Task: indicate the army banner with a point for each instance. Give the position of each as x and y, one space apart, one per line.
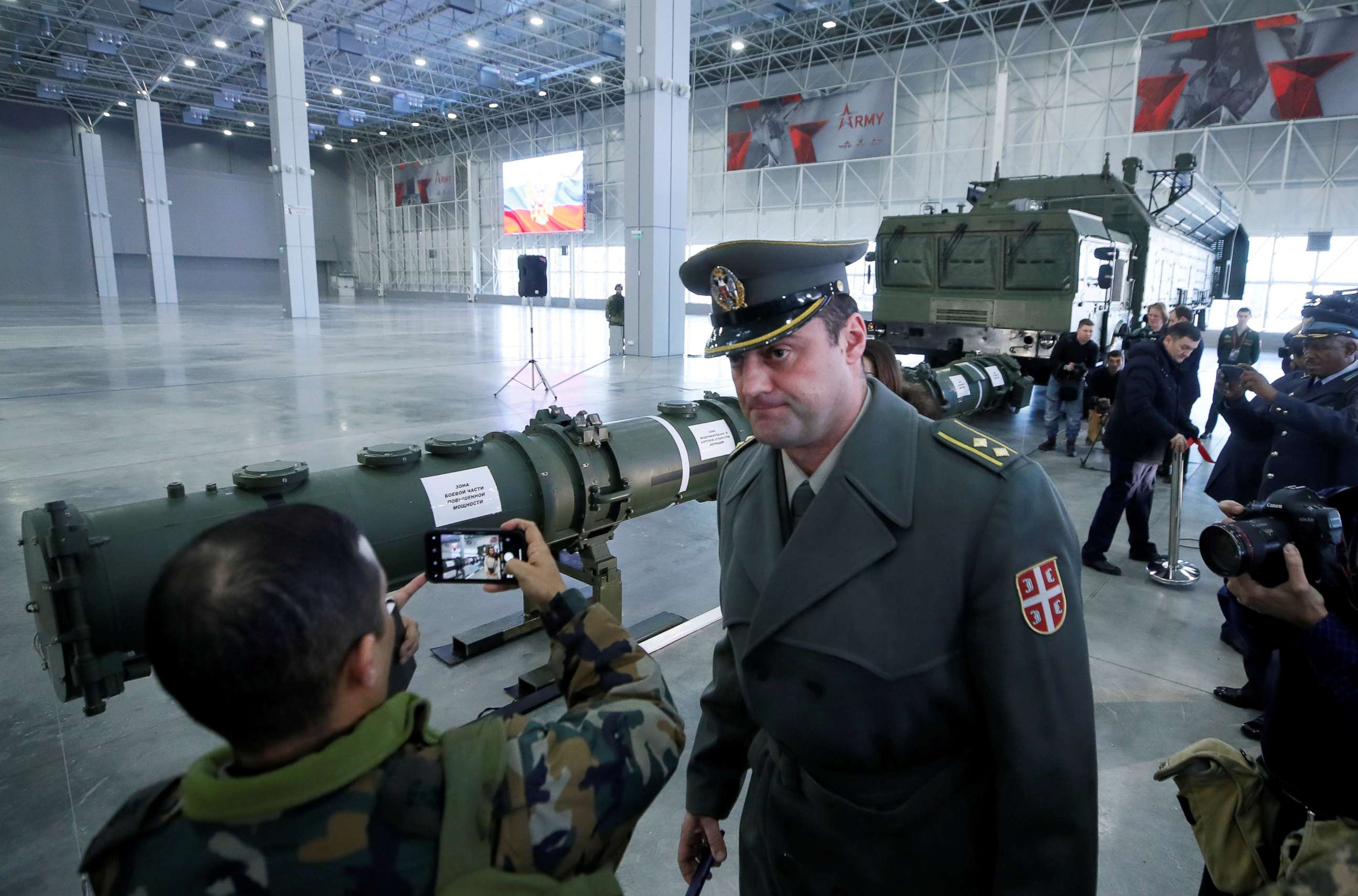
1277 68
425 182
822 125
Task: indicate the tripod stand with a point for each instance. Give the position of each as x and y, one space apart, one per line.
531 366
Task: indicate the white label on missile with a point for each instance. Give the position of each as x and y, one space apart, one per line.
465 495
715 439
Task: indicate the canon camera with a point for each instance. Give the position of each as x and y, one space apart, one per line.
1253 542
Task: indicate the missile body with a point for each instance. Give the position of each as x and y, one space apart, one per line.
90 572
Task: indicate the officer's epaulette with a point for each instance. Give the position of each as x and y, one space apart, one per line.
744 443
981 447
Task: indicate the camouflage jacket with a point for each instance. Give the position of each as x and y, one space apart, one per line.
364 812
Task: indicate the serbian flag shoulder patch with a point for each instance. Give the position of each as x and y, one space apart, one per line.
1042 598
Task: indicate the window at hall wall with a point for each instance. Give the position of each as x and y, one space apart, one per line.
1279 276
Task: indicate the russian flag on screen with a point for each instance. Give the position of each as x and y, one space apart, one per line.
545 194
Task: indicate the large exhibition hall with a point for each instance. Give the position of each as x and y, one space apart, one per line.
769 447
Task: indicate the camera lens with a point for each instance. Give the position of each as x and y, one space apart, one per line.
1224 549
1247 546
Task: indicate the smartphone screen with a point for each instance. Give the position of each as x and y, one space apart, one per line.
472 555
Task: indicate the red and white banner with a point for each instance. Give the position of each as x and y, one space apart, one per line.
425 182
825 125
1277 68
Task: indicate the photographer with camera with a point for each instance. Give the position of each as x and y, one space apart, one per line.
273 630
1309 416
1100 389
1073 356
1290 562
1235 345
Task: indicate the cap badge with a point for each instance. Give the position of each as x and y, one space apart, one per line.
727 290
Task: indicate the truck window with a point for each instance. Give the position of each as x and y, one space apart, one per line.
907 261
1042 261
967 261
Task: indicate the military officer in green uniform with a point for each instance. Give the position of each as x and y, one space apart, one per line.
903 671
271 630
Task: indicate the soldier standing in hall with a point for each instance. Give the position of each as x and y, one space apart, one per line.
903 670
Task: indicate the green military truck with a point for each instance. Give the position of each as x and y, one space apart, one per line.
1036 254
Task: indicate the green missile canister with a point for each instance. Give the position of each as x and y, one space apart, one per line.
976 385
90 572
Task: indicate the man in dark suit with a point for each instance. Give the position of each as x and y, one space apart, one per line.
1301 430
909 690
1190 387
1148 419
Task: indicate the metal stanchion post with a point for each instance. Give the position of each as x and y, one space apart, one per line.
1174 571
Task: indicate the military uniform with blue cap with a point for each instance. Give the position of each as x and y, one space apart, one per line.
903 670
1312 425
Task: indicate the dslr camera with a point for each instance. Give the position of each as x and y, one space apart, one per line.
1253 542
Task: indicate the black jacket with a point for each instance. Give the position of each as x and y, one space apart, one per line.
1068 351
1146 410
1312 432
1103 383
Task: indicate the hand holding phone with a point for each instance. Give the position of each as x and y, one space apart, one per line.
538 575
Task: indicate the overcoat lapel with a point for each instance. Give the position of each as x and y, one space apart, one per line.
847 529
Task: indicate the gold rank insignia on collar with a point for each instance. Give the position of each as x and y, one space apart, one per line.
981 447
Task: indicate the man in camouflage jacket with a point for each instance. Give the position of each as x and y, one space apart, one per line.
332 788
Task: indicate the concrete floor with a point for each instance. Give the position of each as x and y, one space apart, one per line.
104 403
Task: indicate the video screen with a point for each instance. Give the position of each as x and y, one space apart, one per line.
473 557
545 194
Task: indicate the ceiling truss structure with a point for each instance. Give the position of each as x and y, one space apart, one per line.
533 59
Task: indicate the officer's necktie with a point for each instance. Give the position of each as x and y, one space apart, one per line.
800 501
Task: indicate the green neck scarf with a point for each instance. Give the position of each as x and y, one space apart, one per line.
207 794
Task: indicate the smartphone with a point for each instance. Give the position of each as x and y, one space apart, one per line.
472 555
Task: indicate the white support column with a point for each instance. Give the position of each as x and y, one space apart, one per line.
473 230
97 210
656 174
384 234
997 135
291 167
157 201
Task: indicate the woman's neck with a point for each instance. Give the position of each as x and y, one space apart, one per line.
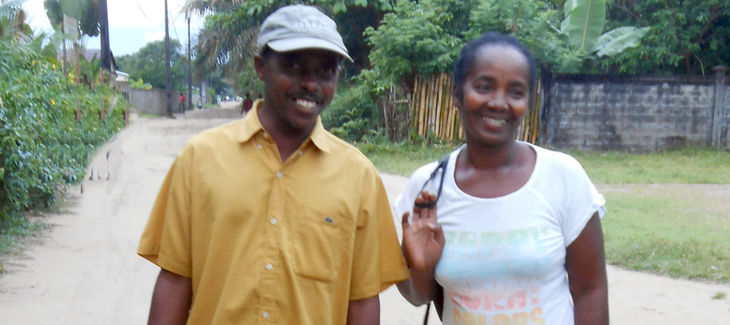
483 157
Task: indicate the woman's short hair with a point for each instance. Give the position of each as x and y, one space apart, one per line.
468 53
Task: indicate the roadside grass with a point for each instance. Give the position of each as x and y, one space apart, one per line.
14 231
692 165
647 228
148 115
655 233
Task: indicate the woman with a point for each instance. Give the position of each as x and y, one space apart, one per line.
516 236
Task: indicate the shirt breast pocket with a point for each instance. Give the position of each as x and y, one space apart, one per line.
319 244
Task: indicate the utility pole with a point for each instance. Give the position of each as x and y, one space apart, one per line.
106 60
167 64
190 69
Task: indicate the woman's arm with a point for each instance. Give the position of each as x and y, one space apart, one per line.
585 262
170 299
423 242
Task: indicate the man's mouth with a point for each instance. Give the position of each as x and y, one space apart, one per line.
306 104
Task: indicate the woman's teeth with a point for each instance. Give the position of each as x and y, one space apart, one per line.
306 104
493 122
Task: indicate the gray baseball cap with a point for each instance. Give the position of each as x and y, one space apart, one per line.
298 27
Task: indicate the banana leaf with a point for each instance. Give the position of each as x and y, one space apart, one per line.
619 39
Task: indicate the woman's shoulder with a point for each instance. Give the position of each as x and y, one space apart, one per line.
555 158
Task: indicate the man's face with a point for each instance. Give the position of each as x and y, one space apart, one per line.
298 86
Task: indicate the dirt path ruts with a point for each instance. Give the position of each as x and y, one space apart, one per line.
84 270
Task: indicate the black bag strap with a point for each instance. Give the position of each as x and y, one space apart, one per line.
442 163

--------

Given exercise =>
Copy out all of the data above with every "indicate" swapped for "mark" and nothing else changed. Leave out the pictures.

Correct result =>
Task: mark the army banner with a point for each instance. Give the position of each as x and y, one space apart, one per line.
1277 68
425 182
822 125
Task: mark the tripod stand with a point for each instance. Give the position of each as x and y, one space apart, one per line.
531 366
Task: mark the white label on missile with a point for each instance. Give the position of each as x and y, one space apart, one per line.
465 495
715 439
Task: mark the canon camera with a point for each instance. Give the position of each as x and y, one space apart, one per line.
1253 542
Task: mark the missile body with a point for each instance. Give the position of each as x and y, one space apart, one per line.
90 572
Task: mark the officer's epaulette with a point for each instance. Give the position of each as x and y, one space apart, one per line.
744 443
981 447
Task: mark the camouflage jacket with a point for each instance. Give the position of each as x and y, one space apart, one per line.
364 812
Task: mark the serbian flag shoulder patch with a point for each instance. Give the position of each as x and y, one space apart, one per line.
1042 598
Task: mark the window at hall wall with a point for each instance. Give the position of each as x and y, one space apart, one per line.
1279 276
Task: mark the russian flag on screen with a point for each instance. Give the position of each as x and y, one space apart, one per line.
545 194
Task: mark the large exhibition hall with a point for each instance. Give the position of each as x and y, one space apart, one per line.
769 447
Task: mark the camera lens with a point for each instance. Give the position of each as x and y, one space apart, one per line.
1224 549
1247 546
Task: mark the smartphone screen with a point for each instance. Give the position of each as x and y, one space apart, one per line.
472 555
Task: mark the red and white banner with a point for each instance. Give the position of each as x and y, one space apart, one per line.
425 182
825 125
1277 68
Task: mark the photographer with camera with a point for each instance. Give the position of each as x and y, one space apart, one per line.
273 630
1309 416
1100 389
1073 356
1290 562
1235 345
Task: mark the cap badge with a point for each instance. Give the position of each as x and y, one space apart, one per line.
727 290
Task: mark the truck window with a point for each instance. Give the position of each as x and y, one space apart, one per line.
907 261
1042 261
967 261
Task: mark the military officer in green uniform with a point for each instance. Give the position of each as x and y, one space apart, one per line.
903 671
271 630
Task: mark the soldier standing in hall with a point for each instance. Give the position of each as x and y, one space apart, one per line.
903 670
Task: mark the green military truck with a point for each instance. Give the position of each as x and y, one space apart, one per line.
1036 254
Task: mark the green missile canister with a point for each instance. Give the position of each as x and y, one space apart, one per line.
976 385
90 572
Task: mark the man in dark suit with a point for each instance. Give the position of each as x and y, one space apart, one per line.
1301 430
909 690
1190 387
1148 419
Task: mark the metal stanchion post with a point for each instance. Give the position of each as x and y, one space apart, one per line.
1174 571
Task: mark the military uniform with blue cap with a point for each instance. Give the position of each as x and y, one space apart, one per line.
903 670
1312 425
Task: mark the dslr camera with a point for each instance. Give the position of each as x and y, one space apart, one per line.
1253 542
Task: mark the black jacket with a point for each instance. Give the position of each as x and y, one space apart, one per line.
1068 351
1146 410
1312 432
1103 383
Task: mark the hand holding phone with a point for each instance. Give the position of each as x and y, one space apart, one per line.
538 575
Task: mark the overcoat lapel with a point for each instance. Give the position of each as x and y, one space apart, one per line.
847 529
Task: mark the gold rank insignia on collar with a point for each instance. Give the position of each as x and y, one space apart, one per line.
981 447
Task: mark the man in camouflage jacket with a point for each instance. Give the position of each as x and y, one space apart, one per line.
332 788
Task: mark the concrete floor with a point for each instance. Give the position of each as x and y, one space apart, one per line.
104 403
Task: mark the video screen with a point for each instance. Give the position of each as x and y, one space apart, one per line.
473 557
545 194
Task: mark the ceiling truss structure with a point for each instance. Give the position of each as x and y, one space apart, one per line.
533 59
Task: mark the officer's necktie with a point for each instance. Give the position of each as x and y, one space apart, one per line.
800 501
Task: mark the green neck scarf with a point for each instance. Give the position of each as x and y, one space apart, one per line.
207 794
Task: mark the smartphone with a point for each instance. Give the position of each as x and y, one space apart, one per line.
472 555
Task: mark the white support column with a point for each instance. Give the position of each as x and y, one space apart, one per line.
473 230
97 210
656 174
384 234
997 135
291 167
157 201
Task: mark the woman's neck with a point for each instance. Give the position of each as x and y, one space apart, one per line.
483 157
Task: mark the woman's short hair with a point for each instance. Give the position of each as x and y, one space apart, one per line.
468 53
Task: mark the roadside grass with a point for each instance. Give the position of each as x and y, one space apart, one per line.
14 231
692 165
647 228
148 115
655 233
Task: mark the woman with a point for each instance. Give the position of each as x and y, one space apart, one per line.
516 236
Task: mark the shirt breast pocket with a point for each instance. Give the position of each as x and y, one space apart, one per line.
319 244
Task: mark the utility pole with a point for each instance. Give the position of each as x and y, one space apart, one per line.
106 60
167 64
190 69
Task: mark the woman's arm with a point for each instance. Give the position of each as x and y, one space apart, one per line.
585 262
170 299
423 242
Task: mark the man's mouth with a point for each instance. Give the position of each as x and y, one space apart, one per line.
306 104
Task: mark the woman's teeth with a point for each instance. Give the position of each as x and y, one space apart, one per line.
306 104
493 122
Task: mark the gray baseball cap with a point for each instance. Give the position of each as x and y, one space apart, one per line.
298 27
Task: mark the banana leaf with a point for each instance. Give the position of each as x and y, one space apart, one per line.
619 39
Task: mark the woman's shoulder with a point for each instance. Give the position of each as x and y, one space apart, one per line.
555 158
Task: mark the man's face with a point for each instance. Give the position of each as x and y, one space apart, one per line.
298 86
Task: mark the dirt path ruts with a point for each instance. Give the position of each as x and y, one space apart, one per line.
84 270
Task: mark the black bag strap with a point for each instance. Give the position of each as x and y, one space apart, one per line.
442 163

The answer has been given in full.